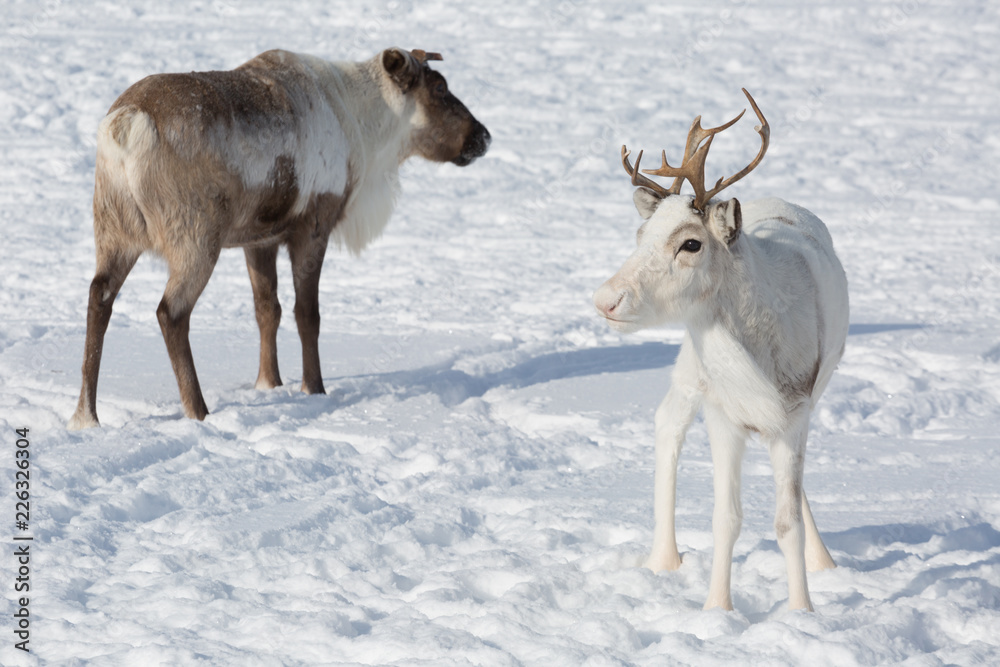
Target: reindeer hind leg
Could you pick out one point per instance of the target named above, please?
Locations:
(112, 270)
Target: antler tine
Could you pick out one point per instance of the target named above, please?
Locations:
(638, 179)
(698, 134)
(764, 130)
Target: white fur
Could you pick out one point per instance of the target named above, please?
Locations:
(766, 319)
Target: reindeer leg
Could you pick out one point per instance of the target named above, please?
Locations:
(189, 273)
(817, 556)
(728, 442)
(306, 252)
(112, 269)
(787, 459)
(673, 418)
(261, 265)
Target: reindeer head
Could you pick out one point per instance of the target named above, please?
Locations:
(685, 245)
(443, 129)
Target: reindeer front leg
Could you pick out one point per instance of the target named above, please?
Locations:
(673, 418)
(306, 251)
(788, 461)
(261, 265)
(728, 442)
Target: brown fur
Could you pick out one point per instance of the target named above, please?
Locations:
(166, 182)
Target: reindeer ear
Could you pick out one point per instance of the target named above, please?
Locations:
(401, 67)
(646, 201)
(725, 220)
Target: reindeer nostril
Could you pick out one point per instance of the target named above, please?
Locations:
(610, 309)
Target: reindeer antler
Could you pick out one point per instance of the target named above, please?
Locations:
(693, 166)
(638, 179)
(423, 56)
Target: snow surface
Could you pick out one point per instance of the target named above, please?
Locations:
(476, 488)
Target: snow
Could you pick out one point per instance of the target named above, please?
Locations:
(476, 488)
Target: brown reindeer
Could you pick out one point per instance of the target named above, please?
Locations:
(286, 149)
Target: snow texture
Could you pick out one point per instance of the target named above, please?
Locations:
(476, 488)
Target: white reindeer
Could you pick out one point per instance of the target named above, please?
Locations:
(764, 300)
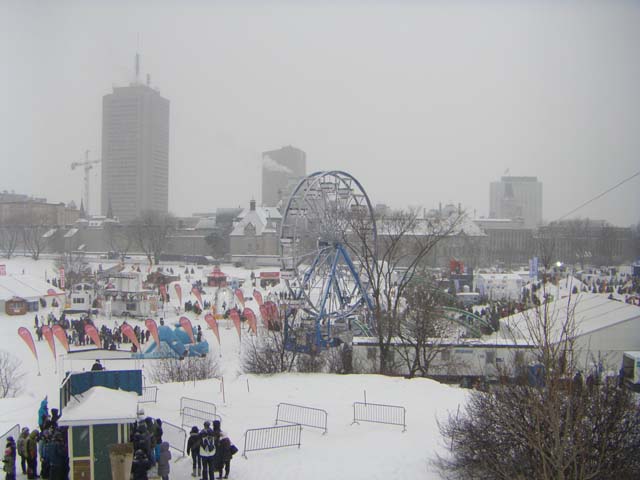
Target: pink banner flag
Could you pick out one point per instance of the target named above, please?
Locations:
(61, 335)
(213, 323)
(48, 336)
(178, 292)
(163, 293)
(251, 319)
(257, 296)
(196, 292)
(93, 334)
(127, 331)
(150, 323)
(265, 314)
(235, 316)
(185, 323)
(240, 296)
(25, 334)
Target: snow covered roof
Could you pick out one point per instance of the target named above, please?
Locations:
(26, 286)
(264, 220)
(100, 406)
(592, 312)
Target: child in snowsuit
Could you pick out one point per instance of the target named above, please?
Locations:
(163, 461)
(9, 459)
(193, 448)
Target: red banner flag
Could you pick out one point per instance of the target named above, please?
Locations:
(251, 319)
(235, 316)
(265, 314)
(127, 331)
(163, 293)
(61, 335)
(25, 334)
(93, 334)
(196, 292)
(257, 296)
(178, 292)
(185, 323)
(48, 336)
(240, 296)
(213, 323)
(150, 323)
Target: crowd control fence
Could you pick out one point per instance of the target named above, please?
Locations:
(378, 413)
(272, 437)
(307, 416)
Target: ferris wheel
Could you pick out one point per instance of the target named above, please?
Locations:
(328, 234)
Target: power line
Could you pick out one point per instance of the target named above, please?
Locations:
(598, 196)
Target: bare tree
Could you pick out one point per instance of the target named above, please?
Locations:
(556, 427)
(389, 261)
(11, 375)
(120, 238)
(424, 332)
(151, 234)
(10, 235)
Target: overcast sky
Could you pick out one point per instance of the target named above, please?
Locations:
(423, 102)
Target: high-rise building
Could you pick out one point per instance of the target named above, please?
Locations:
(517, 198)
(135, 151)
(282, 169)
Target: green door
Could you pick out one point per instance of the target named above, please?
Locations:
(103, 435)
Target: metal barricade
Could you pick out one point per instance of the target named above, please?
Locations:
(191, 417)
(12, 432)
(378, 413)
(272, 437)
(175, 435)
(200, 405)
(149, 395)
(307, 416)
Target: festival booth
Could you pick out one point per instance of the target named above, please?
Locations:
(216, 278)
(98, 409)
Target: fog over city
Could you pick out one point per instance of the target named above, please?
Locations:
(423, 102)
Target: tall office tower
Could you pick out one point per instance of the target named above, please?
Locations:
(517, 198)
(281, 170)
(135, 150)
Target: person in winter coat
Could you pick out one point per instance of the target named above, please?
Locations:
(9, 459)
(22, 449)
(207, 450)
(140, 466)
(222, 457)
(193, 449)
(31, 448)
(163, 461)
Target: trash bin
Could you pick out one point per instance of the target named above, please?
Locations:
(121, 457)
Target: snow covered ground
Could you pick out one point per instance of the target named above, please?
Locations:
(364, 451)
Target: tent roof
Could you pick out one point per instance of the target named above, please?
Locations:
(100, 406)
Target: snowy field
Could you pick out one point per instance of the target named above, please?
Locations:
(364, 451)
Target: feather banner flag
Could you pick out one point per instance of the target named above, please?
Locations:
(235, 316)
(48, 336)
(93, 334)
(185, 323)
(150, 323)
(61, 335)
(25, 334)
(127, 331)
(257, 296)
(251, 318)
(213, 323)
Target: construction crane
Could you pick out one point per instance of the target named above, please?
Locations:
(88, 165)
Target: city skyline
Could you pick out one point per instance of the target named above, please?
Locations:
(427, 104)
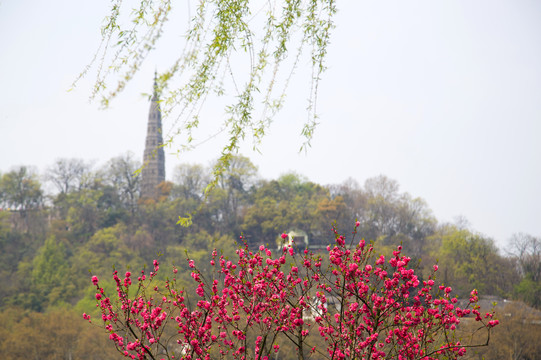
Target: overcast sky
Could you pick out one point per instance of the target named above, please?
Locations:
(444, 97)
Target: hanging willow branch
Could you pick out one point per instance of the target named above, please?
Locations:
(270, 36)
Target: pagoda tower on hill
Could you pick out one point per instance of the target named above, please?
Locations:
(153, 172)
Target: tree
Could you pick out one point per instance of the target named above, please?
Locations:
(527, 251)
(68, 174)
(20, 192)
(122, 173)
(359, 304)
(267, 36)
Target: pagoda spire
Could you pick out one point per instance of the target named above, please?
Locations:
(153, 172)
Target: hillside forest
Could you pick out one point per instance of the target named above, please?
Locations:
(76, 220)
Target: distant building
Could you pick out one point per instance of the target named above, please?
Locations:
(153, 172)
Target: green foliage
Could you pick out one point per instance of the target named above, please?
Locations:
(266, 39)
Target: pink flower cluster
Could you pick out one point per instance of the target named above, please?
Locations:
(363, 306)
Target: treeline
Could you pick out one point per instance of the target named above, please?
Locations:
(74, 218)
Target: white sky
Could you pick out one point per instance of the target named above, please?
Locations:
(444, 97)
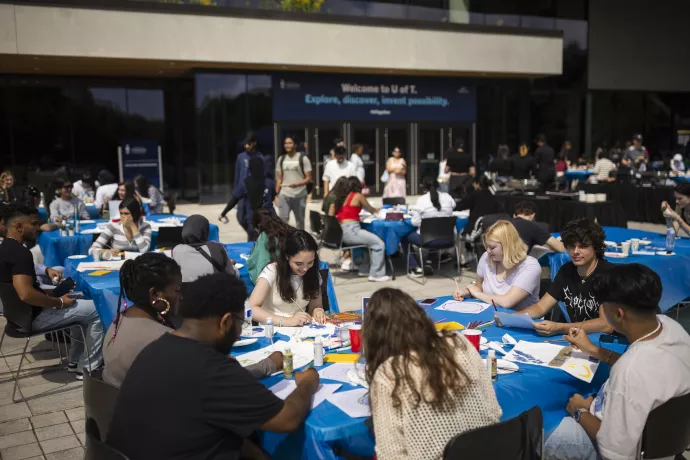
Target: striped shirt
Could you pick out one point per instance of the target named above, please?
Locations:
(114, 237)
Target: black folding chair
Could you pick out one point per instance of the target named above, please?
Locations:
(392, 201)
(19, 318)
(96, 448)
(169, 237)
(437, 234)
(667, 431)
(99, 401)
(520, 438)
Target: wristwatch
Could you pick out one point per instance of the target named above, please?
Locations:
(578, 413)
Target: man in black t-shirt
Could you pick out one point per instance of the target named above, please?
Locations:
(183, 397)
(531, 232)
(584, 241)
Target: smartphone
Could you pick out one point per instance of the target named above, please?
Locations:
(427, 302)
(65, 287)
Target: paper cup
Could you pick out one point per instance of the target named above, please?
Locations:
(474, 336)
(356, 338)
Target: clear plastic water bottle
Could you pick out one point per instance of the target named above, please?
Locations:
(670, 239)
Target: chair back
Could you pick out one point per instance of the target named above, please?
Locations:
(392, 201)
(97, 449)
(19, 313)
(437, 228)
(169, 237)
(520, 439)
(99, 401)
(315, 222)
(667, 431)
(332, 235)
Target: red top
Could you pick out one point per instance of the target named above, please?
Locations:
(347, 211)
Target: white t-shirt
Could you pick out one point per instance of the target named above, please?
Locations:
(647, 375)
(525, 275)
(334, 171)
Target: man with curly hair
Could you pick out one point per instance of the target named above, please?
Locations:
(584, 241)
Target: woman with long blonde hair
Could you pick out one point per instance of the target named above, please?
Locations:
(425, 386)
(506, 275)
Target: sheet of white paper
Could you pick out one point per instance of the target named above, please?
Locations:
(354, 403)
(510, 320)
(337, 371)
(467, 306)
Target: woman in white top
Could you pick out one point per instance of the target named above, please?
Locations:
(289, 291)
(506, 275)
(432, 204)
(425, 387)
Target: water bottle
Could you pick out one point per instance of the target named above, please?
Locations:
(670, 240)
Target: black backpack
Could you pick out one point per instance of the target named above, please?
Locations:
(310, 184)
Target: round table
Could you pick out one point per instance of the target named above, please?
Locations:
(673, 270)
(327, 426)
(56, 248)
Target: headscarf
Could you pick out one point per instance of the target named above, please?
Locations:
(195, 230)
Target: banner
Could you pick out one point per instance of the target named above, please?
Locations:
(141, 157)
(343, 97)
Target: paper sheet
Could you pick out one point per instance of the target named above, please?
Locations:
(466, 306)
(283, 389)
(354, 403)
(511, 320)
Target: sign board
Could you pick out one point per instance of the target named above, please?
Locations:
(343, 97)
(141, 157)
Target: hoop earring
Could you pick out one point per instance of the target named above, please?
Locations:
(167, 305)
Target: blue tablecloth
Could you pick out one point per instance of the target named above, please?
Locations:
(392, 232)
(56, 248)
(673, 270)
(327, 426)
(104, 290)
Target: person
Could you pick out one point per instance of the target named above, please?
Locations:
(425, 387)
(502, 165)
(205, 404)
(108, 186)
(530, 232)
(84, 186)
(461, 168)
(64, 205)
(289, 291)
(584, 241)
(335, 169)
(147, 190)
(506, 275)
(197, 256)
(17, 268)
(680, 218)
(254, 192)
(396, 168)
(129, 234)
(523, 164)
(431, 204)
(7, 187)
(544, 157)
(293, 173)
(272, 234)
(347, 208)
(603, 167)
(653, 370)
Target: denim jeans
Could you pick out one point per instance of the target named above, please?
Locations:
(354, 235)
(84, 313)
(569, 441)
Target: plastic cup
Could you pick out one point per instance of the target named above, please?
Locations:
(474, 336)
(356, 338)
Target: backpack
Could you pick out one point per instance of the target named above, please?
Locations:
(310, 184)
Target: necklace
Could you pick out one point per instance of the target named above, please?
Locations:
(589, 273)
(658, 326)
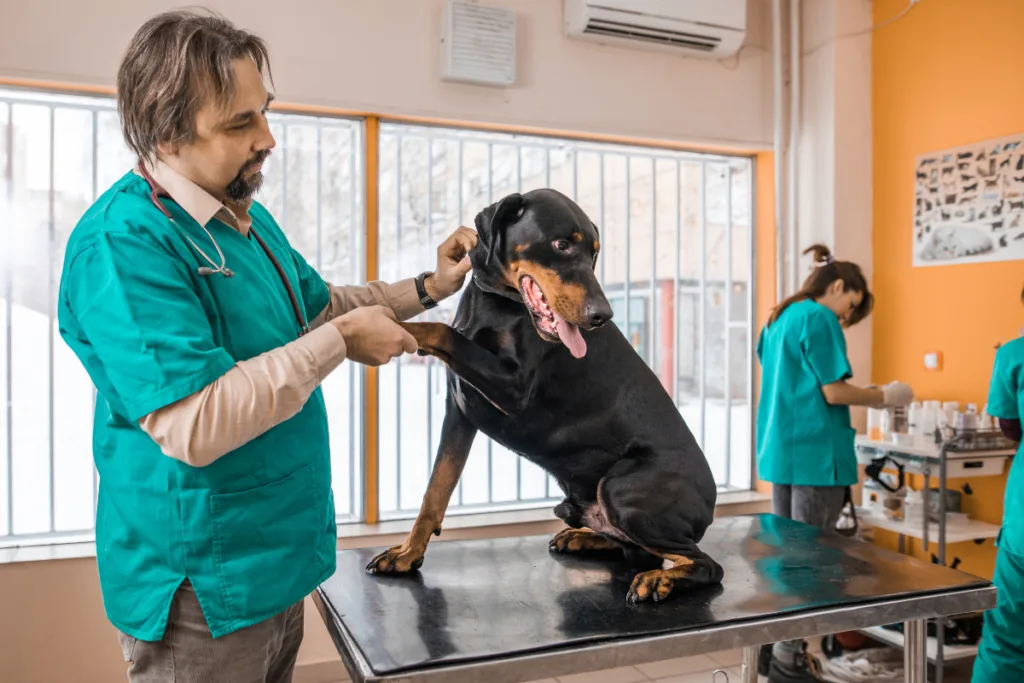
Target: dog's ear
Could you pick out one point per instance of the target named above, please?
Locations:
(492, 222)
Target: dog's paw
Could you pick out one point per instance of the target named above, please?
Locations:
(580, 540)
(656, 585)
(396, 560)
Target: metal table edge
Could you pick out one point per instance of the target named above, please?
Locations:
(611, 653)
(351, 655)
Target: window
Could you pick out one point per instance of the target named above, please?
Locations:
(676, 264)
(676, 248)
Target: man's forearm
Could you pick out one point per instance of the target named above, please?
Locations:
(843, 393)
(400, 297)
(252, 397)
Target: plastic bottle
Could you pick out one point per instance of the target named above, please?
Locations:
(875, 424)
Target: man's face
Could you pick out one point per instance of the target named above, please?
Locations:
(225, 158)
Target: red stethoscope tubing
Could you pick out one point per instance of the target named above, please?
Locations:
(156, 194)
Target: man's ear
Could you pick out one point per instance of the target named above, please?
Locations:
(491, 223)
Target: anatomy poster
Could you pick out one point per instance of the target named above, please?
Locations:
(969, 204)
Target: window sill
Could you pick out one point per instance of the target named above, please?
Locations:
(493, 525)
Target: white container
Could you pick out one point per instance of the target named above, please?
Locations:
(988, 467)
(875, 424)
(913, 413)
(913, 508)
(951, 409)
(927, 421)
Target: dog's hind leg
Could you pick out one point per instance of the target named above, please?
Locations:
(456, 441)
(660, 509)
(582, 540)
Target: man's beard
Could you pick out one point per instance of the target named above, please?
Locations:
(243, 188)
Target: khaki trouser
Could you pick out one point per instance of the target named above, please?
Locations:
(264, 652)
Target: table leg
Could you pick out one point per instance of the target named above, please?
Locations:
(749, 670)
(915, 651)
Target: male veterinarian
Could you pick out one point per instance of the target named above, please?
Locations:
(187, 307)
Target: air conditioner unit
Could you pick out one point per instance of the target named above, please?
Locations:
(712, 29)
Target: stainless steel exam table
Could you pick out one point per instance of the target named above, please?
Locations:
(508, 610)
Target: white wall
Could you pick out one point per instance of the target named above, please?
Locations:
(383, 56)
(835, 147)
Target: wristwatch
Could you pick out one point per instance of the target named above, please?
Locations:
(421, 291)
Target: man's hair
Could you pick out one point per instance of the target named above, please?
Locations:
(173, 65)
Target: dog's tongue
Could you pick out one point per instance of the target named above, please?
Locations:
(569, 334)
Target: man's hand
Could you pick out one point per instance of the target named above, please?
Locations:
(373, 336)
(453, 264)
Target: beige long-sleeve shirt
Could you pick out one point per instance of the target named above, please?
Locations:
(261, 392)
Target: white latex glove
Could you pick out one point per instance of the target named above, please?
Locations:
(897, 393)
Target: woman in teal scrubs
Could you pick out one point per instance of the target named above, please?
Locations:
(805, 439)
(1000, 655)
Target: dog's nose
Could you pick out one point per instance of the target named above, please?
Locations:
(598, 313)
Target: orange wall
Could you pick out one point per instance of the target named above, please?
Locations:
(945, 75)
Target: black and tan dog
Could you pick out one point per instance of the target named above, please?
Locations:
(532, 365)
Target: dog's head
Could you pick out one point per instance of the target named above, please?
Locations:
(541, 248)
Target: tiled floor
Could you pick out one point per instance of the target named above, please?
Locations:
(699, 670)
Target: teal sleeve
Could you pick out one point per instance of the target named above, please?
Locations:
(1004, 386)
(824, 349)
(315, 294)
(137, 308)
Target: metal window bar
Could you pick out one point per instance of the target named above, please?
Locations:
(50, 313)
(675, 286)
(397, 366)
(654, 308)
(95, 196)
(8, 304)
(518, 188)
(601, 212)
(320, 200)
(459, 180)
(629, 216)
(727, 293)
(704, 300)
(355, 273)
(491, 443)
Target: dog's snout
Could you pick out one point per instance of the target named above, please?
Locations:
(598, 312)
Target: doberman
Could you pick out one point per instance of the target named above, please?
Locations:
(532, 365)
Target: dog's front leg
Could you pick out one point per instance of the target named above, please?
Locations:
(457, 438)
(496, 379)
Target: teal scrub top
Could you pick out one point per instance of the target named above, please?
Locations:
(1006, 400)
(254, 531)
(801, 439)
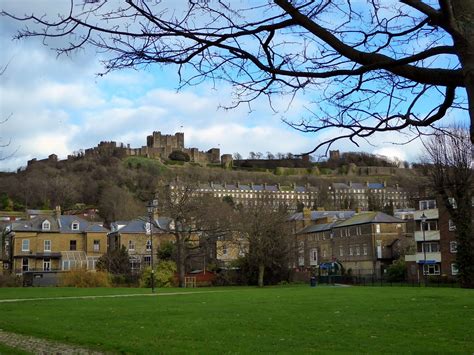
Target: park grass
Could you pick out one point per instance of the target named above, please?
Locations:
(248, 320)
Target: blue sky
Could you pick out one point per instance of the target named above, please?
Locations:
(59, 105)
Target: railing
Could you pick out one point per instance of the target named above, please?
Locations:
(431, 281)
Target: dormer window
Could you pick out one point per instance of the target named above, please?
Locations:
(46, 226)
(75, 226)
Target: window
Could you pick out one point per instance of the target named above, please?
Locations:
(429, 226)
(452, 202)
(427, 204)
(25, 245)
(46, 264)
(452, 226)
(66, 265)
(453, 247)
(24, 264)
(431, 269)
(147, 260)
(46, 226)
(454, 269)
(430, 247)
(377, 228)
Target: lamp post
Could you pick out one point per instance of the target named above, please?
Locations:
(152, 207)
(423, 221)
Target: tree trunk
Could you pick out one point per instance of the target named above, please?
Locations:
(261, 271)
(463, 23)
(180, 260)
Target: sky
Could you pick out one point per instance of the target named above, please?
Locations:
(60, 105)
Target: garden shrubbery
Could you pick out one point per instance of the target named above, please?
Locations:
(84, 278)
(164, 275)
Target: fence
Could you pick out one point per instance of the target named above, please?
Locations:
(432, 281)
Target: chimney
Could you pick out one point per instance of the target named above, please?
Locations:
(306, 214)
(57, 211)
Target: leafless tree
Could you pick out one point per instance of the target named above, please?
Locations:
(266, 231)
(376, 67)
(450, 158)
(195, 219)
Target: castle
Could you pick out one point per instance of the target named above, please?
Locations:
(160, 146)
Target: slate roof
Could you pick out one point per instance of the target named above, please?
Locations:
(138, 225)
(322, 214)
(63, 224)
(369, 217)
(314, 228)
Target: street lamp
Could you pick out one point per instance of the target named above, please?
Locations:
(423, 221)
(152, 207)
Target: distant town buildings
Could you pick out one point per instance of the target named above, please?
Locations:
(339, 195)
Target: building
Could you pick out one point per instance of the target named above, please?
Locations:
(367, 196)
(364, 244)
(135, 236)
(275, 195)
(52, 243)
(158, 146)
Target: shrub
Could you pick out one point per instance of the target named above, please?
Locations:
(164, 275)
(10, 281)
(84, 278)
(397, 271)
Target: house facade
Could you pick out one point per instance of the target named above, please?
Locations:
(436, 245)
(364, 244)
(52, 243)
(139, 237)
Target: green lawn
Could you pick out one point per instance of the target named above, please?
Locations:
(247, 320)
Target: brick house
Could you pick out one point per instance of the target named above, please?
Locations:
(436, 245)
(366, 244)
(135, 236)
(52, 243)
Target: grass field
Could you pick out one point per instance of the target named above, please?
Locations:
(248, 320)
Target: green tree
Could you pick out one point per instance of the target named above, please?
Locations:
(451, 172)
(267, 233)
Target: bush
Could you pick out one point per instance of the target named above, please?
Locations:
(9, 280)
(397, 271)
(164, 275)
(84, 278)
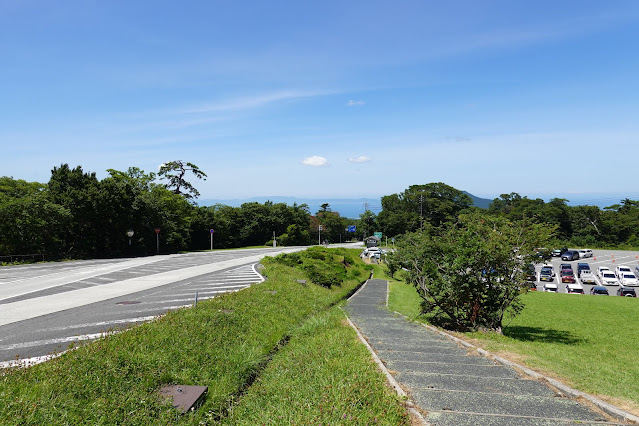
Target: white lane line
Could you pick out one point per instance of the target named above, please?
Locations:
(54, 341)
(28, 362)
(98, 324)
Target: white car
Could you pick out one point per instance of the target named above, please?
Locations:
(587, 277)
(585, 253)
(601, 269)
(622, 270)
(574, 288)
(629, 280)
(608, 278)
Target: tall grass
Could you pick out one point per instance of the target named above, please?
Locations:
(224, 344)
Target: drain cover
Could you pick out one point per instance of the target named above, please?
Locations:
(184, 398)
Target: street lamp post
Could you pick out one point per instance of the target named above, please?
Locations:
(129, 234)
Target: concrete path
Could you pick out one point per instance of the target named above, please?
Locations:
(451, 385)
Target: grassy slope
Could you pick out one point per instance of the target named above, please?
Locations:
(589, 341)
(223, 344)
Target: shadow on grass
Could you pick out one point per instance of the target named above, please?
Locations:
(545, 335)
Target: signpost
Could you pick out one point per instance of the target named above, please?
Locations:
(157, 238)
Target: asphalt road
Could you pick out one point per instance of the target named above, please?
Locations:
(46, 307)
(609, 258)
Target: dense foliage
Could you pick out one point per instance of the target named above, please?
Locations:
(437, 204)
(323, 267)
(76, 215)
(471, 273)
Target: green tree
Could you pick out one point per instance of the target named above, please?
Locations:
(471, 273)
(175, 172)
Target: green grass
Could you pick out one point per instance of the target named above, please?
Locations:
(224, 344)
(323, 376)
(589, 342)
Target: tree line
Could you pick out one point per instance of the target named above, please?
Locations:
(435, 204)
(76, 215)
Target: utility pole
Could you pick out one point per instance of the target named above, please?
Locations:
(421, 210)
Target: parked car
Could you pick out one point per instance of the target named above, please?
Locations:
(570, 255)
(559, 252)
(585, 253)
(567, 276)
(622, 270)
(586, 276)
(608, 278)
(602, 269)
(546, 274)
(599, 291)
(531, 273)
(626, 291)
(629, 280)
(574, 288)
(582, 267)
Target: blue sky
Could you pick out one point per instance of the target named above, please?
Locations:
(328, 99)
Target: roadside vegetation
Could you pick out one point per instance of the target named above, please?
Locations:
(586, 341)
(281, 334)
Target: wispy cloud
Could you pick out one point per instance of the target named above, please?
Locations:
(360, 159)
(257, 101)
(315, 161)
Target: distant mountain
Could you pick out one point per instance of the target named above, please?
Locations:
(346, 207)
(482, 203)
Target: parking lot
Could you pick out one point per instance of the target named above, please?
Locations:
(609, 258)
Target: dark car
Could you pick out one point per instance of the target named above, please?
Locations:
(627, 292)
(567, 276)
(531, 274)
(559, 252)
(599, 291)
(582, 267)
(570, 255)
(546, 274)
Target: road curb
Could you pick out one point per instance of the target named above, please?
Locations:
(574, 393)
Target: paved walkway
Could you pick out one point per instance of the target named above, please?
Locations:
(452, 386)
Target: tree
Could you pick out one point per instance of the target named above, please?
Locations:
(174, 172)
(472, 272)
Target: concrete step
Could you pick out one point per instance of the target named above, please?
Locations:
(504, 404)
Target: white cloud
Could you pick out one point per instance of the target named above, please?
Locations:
··········
_Required work_: From the listing above, output exactly the run of lines that starts with the line containing "Target: reindeer antler" and ends with the line containing "Target: white reindeer".

_Result below_:
Target: reindeer antler
Could you pick out one point per instance of the target named above, please?
Locations:
(693, 166)
(638, 179)
(423, 56)
Target: snow surface
Could you pick out one point per instance of the target named above, please?
Locations:
(476, 488)
Target: snow
Could you pick out one point per instance of the target named above, please?
Locations:
(476, 488)
Target: brown reindeer
Could you pick out one point per instance of the target named above, please?
Locations:
(286, 149)
Target: snow texture
Could you pick out one point per instance of the target named above, please?
Locations:
(476, 488)
Target: white reindeer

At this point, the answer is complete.